* **What is asked**
1/ In the personal finance text, reproduce the passage from "Building an FU" to "2nd highest priority.", changing "miserable" to "stuck".
2/ According to the personal finance text, why is building an FU fund the writer's second highest priority? Answer in one to three sentences.

* **Text block**
-- start --
You should have enough saved up in your emergency fund to cover three to six months of expenses. If you can’t save that much, start with whatever you can and work your way up.

You may also want to consider setting up a rainy day fund instead of an emergency fund. A rainy day fund is a savings account that you use specifically for emergencies

This is my top priority because I’m 26 this year with no emergency fund saved up.

Building an FU Fund

FU fund or f*ck you fund is the money you use to get out of an unhappy situation. I believe life is way too short to be miserable. With an FU fund, you don’t need to worry about working to survive.

That’s why it’s my 2nd highest priority.

If one day, I decide to quit my job and travel the world, I can do that. If I get laid off from work, I can take a gap year or 2 before looking for a new one.

An FU fund allows you to do what you desire without burning a hole in your pocket.

Learning New Things

I believe you never stop learning.

And that every dollar you invest in yourself is never wasted.

When it comes to personal finance, having new skills can help to build a strong foundation. For example, learning about budgeting and compound interest can help you to make the most of your money.

By investing in yourself, you are making an investment that will pay off in the long run.

That’s why I’m investing in myself.

Lazy Investing

This isn’t a financial advice.

Lazy investing, to me, is where you put money in something and don’t touch it for at least a year. I decided to put in money every month into ETFs, crypto staking and roboadvisors.

I don’t want to be on my phone or laptop watching the price go crazy.

I’d rather spend my time on things I love doing — creating content for you!
-- end --
Bounding box annotation entries
-- start --
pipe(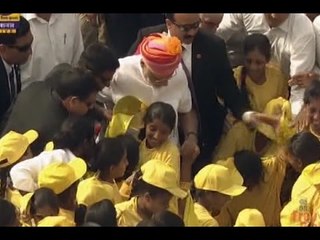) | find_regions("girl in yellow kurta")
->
[77,137,128,207]
[216,132,320,226]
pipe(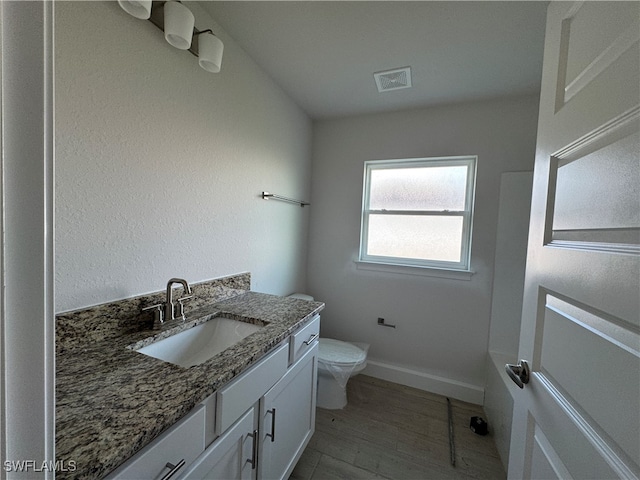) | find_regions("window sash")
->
[360,156,477,271]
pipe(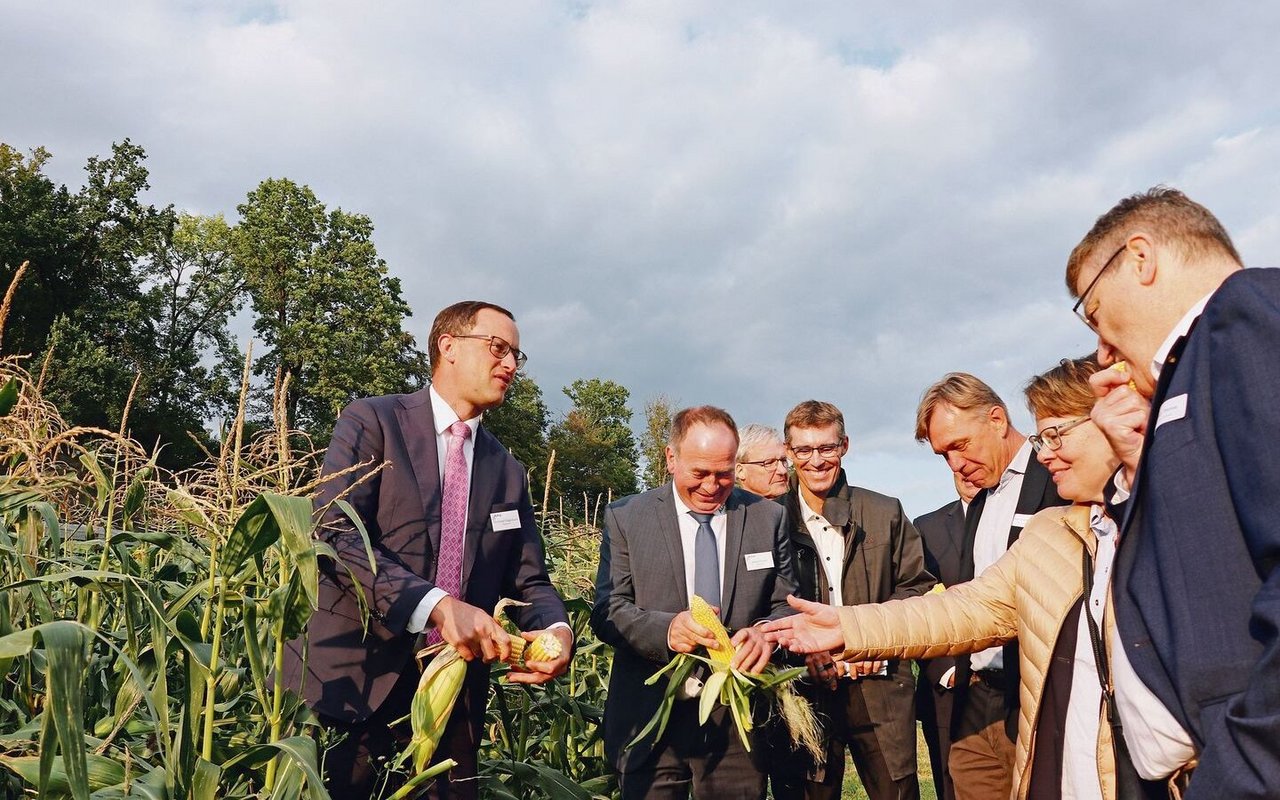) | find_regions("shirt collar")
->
[1151,292,1213,380]
[428,387,484,442]
[1089,503,1117,539]
[671,483,724,520]
[992,439,1032,493]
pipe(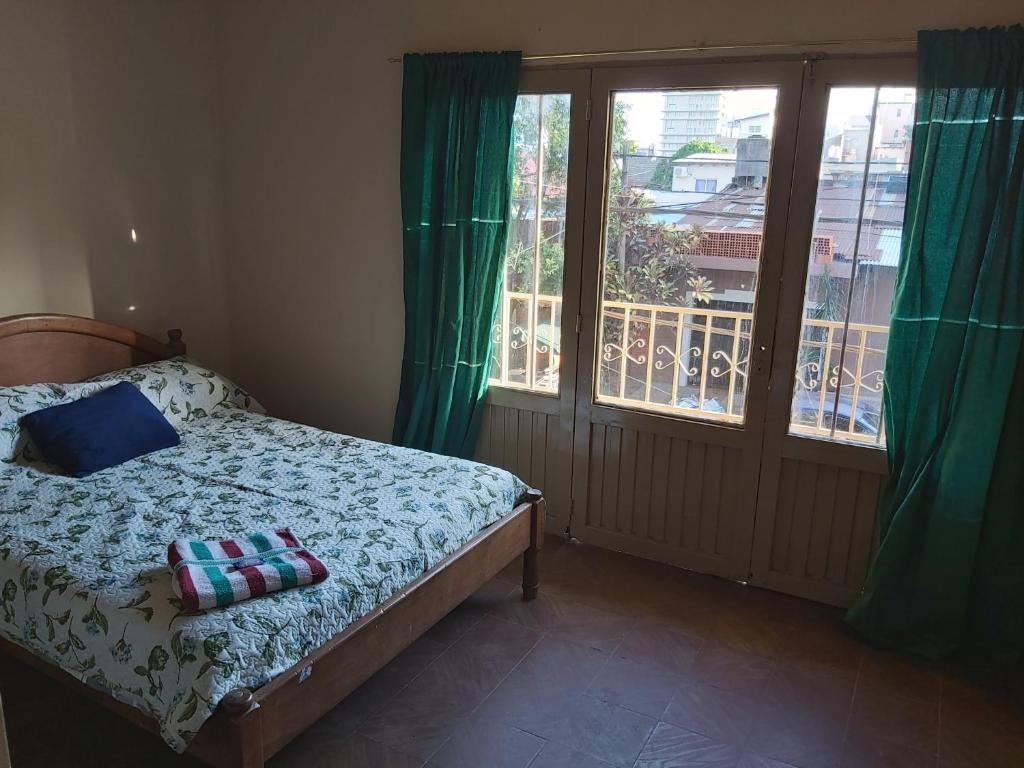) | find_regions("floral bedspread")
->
[0,408,525,752]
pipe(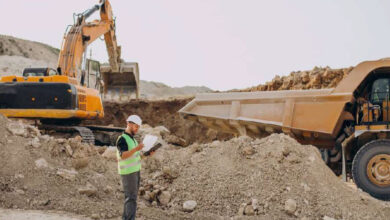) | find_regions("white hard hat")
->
[126,115,142,126]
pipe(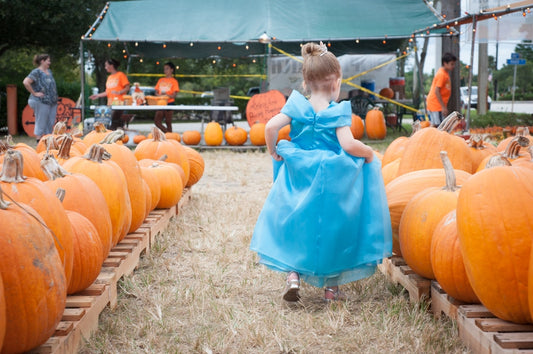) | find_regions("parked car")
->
[460,86,492,110]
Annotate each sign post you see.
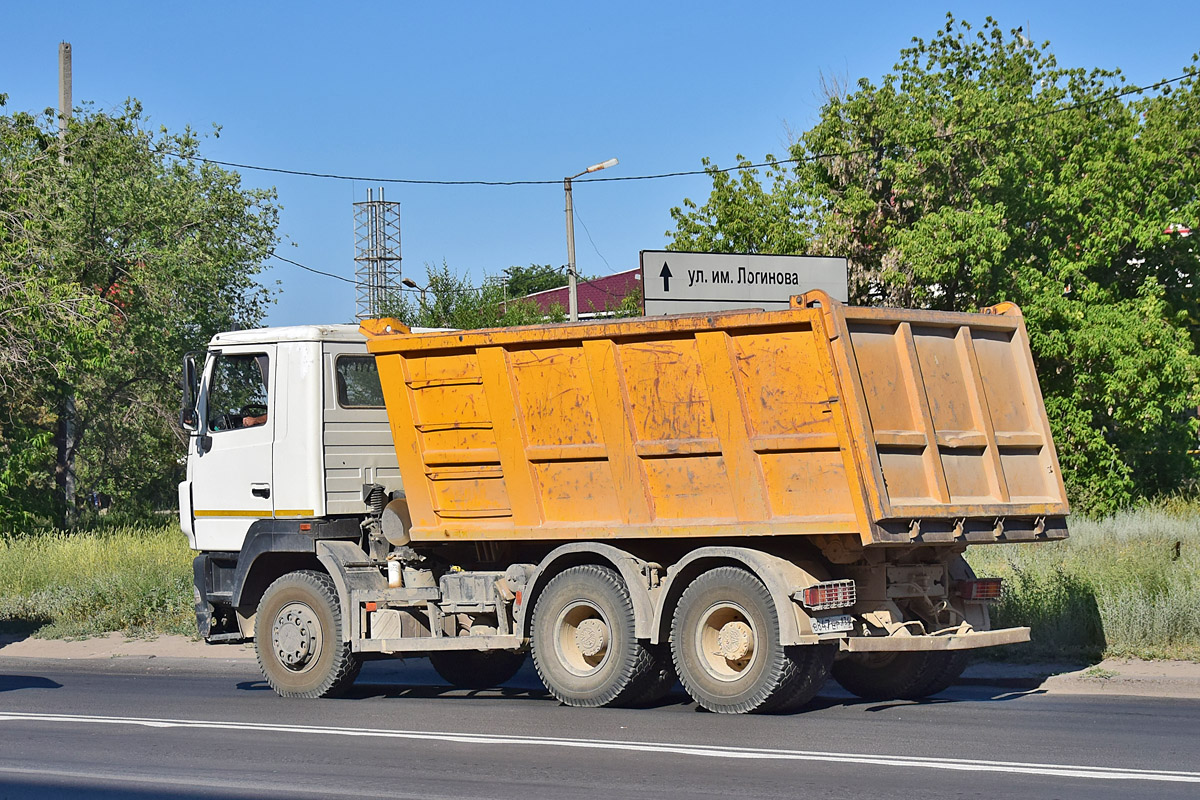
[641,249,848,317]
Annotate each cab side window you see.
[335,355,384,408]
[208,353,270,432]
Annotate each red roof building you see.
[522,270,642,317]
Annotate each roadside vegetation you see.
[967,501,1200,661]
[0,524,196,638]
[7,501,1200,661]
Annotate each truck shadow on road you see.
[0,675,62,692]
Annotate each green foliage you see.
[668,18,1200,512]
[504,264,568,297]
[0,102,277,524]
[384,263,563,330]
[0,524,196,638]
[966,503,1200,660]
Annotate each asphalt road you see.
[0,657,1200,800]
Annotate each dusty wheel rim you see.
[271,602,322,673]
[554,600,612,678]
[694,602,761,682]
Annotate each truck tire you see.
[833,650,967,700]
[671,566,833,714]
[430,650,524,688]
[530,564,673,708]
[254,570,362,697]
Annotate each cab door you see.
[187,344,276,551]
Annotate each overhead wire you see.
[243,70,1196,296]
[160,71,1196,186]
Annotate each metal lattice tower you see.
[354,186,400,319]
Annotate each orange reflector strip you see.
[804,581,858,610]
[956,578,1004,602]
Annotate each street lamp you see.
[563,158,618,323]
[400,278,428,308]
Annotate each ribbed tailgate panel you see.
[827,299,1067,521]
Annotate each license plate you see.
[812,614,854,634]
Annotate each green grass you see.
[966,501,1200,661]
[0,525,196,638]
[0,503,1200,661]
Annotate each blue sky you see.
[0,0,1200,325]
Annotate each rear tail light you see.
[955,578,1004,601]
[802,581,858,612]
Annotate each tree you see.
[383,263,563,330]
[504,264,566,297]
[668,17,1200,511]
[0,102,277,522]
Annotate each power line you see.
[160,72,1194,186]
[266,255,358,285]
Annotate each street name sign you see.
[641,249,848,317]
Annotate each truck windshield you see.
[336,355,384,408]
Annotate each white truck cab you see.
[179,325,401,553]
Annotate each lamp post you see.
[401,278,428,308]
[563,158,618,323]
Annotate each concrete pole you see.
[59,42,71,149]
[55,42,77,528]
[563,178,580,323]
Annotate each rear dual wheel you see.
[671,567,834,714]
[530,564,674,708]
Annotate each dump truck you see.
[179,291,1068,712]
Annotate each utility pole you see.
[59,42,71,146]
[563,158,619,323]
[54,42,77,528]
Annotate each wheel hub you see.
[575,618,608,658]
[716,620,754,661]
[271,603,320,670]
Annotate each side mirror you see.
[179,351,200,433]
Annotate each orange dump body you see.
[364,293,1068,546]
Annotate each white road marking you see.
[0,711,1200,783]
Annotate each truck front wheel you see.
[530,565,673,708]
[833,650,967,700]
[671,566,834,714]
[254,570,362,697]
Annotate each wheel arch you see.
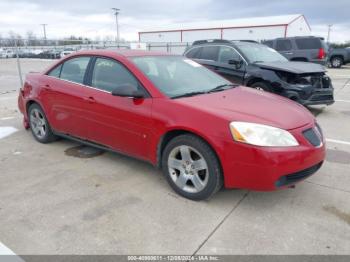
-- end --
* **Final answers**
1/
Building an FU Fund

FU fund or f*ck you fund is the money you use to get out of an unhappy situation. I believe life is way too short to be stuck. With an FU fund, you don’t need to worry about working to survive.

That’s why it’s my 2nd highest priority.

2/ The writer believes life is way too short to be miserable. An FU fund is money for getting out of an unhappy situation, and it means you don't need to worry about working to survive.